* _Your instructions_:
Output the records that follow, with every character intact.

* _Material for the task_:
○ ○ ○ ○
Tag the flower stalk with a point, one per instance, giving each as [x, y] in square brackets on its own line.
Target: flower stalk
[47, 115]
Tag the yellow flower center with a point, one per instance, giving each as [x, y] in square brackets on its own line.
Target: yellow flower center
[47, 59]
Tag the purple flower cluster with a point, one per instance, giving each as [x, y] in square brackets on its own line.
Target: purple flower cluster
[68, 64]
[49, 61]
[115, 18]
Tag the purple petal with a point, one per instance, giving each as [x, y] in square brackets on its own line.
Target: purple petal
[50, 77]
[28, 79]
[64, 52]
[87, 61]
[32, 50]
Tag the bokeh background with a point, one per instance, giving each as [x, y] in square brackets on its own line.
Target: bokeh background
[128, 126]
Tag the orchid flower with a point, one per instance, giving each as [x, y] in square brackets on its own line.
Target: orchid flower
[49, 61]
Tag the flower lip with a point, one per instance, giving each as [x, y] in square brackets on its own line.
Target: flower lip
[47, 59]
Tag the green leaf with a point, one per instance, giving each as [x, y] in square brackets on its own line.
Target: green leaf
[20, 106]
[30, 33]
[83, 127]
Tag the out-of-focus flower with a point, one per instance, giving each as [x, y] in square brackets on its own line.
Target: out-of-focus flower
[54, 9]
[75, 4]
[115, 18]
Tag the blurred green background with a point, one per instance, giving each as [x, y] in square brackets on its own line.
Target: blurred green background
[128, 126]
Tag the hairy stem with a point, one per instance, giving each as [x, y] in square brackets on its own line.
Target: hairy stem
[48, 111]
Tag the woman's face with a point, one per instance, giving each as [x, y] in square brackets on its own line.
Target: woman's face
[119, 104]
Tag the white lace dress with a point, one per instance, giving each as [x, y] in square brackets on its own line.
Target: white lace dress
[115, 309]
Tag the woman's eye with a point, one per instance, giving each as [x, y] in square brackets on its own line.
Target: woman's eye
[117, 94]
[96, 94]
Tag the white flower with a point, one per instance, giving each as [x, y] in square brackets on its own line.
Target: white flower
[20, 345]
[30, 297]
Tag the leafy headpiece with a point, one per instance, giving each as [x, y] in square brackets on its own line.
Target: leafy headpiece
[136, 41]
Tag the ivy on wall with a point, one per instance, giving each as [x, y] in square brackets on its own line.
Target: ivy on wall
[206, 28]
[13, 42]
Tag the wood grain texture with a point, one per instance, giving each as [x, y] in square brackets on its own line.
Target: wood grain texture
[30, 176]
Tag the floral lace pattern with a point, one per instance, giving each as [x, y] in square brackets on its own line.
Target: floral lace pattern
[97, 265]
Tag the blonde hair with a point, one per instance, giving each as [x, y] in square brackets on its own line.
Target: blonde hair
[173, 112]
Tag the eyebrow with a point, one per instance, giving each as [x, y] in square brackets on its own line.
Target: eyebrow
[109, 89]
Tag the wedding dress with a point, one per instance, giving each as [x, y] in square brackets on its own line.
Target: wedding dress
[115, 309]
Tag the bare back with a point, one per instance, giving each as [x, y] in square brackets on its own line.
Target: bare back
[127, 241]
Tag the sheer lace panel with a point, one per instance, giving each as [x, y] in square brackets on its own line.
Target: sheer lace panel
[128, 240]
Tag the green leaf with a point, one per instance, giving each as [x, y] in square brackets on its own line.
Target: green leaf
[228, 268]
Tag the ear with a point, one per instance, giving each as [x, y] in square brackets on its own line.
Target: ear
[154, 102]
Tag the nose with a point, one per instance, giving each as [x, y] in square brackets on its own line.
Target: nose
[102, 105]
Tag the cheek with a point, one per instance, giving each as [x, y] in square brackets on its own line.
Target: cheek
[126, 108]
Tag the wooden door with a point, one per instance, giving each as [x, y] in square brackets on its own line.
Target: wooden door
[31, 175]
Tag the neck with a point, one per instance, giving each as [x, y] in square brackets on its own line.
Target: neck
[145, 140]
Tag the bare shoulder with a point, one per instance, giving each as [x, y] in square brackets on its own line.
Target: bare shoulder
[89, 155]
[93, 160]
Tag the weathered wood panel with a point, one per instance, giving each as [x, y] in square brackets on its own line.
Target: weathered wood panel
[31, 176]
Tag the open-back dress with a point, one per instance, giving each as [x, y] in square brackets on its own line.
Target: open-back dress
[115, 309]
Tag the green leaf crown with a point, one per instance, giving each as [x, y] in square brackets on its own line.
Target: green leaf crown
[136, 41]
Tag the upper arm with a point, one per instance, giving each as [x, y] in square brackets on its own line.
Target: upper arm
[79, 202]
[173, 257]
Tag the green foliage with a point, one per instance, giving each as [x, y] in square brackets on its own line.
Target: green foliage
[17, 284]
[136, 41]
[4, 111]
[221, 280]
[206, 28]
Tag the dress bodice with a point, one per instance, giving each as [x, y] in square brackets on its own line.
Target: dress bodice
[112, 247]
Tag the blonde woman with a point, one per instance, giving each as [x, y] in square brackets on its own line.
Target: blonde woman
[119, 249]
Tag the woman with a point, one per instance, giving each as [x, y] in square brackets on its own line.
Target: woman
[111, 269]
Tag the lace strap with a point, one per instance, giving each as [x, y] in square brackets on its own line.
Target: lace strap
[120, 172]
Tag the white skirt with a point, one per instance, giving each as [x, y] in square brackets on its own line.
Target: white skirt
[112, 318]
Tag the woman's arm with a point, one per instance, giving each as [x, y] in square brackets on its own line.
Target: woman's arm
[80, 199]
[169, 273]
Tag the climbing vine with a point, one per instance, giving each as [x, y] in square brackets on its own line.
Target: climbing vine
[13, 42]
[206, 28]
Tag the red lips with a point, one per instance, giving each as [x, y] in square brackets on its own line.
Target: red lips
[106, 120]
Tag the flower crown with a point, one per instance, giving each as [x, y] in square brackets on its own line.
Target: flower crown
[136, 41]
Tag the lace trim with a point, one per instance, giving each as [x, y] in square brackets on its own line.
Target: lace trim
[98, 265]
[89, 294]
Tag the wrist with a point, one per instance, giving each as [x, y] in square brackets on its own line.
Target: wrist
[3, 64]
○ ○ ○ ○
* _Response below_:
Tag the flower stalk with a point, one per instance, giving each as [x, y] in square brackets on its own line.
Target: flower stalk
[47, 115]
Tag the yellow flower center with a point, one per instance, giving each as [x, y] in square brackets on its own line.
Target: yellow flower center
[47, 59]
Tag the purple flower cluster with a point, one per instance, giving each as [x, y] in square brackets on its own line.
Target: purple flower cluster
[68, 64]
[49, 61]
[115, 18]
Tag the purple petal with a point, one per instance, giving each as [x, y] in square brackets on its own line.
Target: purple petal
[50, 77]
[28, 79]
[64, 52]
[87, 61]
[32, 50]
Tag the bokeh background with a point, one per instance, giving each as [x, y] in square brackets on its own line.
Target: bokeh background
[128, 126]
Tag the orchid flower with a point, one per instance, giving each as [x, y] in square brackets on its own line.
Target: orchid flower
[49, 61]
Tag the flower lip with a point, one per instance, giving each as [x, y] in square brackets on its own line.
Target: flower lip
[47, 59]
Tag the green leaf with a point, one per instance, giving each as [x, y] in square brackets on its own line.
Target: green leaf
[20, 106]
[30, 33]
[83, 127]
Tag the out-of-focus flower with a point, one per instance, giving each as [x, y] in square brackets on its own line.
Target: out-of-focus flower
[54, 9]
[75, 4]
[115, 18]
Tag the blurred green background with a point, one per instance, giving each as [x, y] in square brackets on its own line.
Target: blurred green background
[128, 126]
Tag the hairy stem with a point, one per instance, giving each as [x, y] in square brackets on its own line.
Target: hairy stem
[48, 111]
Tag the woman's face with a point, one per instance, giving each as [x, y] in square brackets on its own line.
Target: woman's face
[119, 104]
Tag the white lace dress with a point, one per instance, giving each as [x, y] in square brackets on its own line.
Target: white lace dress
[115, 309]
Tag the woman's eye with a point, one per instance, giving each as [x, y] in square brackets on its own line.
Target: woman's eye
[117, 94]
[96, 94]
Tag the white flower with a point, one per instance, giving each as [x, y] in square brackets on its own line.
Target: white flower
[20, 345]
[30, 297]
Tag the leafy headpiece with a point, one per instance, giving each as [x, y] in square brackets on its own line.
Target: leafy headpiece
[136, 41]
Tag the ivy on wall with a point, one per instance, giving each as [x, y] in square brackets on its own line.
Target: ivy on wall
[206, 28]
[13, 42]
Tag the wood grain texture with a point, one per instance, giving each as [x, y] in square brackets on its own line.
Target: wood grain texture
[30, 176]
Tag the floral lace pattern with a point, one per instance, giving each as [x, y] in square brackets on its own line.
Target: floral lace pattern
[97, 265]
Tag the blonde hair with a point, one per instance, giving each as [x, y] in square brackets on its own line.
Target: blonde hair
[173, 112]
Tag the eyebrow with a point, one per instance, giving each as [x, y] in square brackets on its own line.
Target: eyebrow
[109, 89]
Tag the wedding dress with a point, one per instance, giving each as [x, y] in square brackets on its own line.
Target: wedding dress
[115, 309]
Tag the bare back with a point, one per instance, giving each as [x, y] in square brackets on its own line.
Target: bare back
[127, 241]
Tag the sheer lace panel with a point, one per instance, giving each as [x, y] in square brackets on its own line.
Target: sheer lace panel
[128, 240]
Tag the green leaf with a point, one per instance, giving each as [x, y] in square brackets on its own line.
Target: green leaf
[228, 268]
Tag the ear with a point, one per instance, giving each as [x, y] in square brackets on its own line.
Target: ear
[154, 102]
Tag the nose with a point, one per instance, giving each as [x, y] in square brackets on its own line.
Target: nose
[102, 105]
Tag the cheek with a point, one per instance, giving each as [x, y] in square brackets on its own line.
Target: cheek
[126, 108]
Tag the wooden door with a point, one per instance, giving each as [x, y] in square brackets on its own line.
Target: wooden door
[31, 175]
Tag the neck with a point, one per instance, giving each as [x, y] in square brackets on its own line.
Target: neck
[145, 140]
Tag the bare shoulder with a point, one per instance, giving each as [x, y] in square brackets on its own line.
Target: bare shoulder
[89, 155]
[93, 160]
Tag the weathered wood panel with a point, one per instance, giving each as [x, y] in square brackets on its own line.
Target: weathered wood panel
[31, 176]
Tag the open-back dress with a point, one per instance, giving each as [x, y] in square brackets on its own line.
Target: open-back dress
[115, 309]
Tag the green leaf crown with a point, one per instance, giving each as [x, y] in square brackets on its own line.
Target: green leaf crown
[136, 41]
Tag the upper arm with a point, one per instance, giving each as [x, y] in square brackets on its own line.
Target: upper arm
[79, 202]
[173, 257]
Tag the green foliage with a point, one per instance, giving each as [x, y] in square brackets on its own line.
Target: green foliage
[17, 284]
[136, 41]
[4, 111]
[221, 280]
[206, 28]
Tag the dress bodice with a point, one per instance, giving each as [x, y] in square brackets on its own line.
Target: dress bodice
[112, 247]
Tag the blonde woman with a point, one per instance, giving each as [x, y] in square brackets on its own line.
Target: blonde woman
[119, 249]
Tag the woman with a point, one per instance, giving each as [x, y] in square brackets on its own line.
Target: woman
[111, 269]
Tag the lace strap with a point, one per instance, giving each as [x, y] in square brackets on its own line.
Target: lace strap
[120, 172]
Tag the white skirt with a point, one per instance, giving each as [x, y] in square brackets on its own line.
Target: white skirt
[112, 318]
Tag the woman's arm with a point, one per instance, giving each as [x, y] in square brackets on its own line.
Target: woman's arm
[80, 199]
[169, 273]
Tag the climbing vine with a point, one per instance, giving each as [x, y] in square brackets on its own line.
Target: climbing vine
[13, 42]
[206, 28]
Tag the red lips with a point, one per instance, giving each as [x, y] in square brackets on its own line.
Target: red lips
[106, 120]
Tag the flower crown with a point, one per instance, giving each as [x, y] in square brackets on its own line.
Target: flower crown
[136, 41]
Tag the lace trim with a point, one per instance, giving each as [x, y] in square brackets on its own line.
Target: lace trim
[98, 265]
[89, 294]
Tag the wrist with a point, one per instance, giving each as [x, y] in square brackets on its own line.
Target: wrist
[3, 64]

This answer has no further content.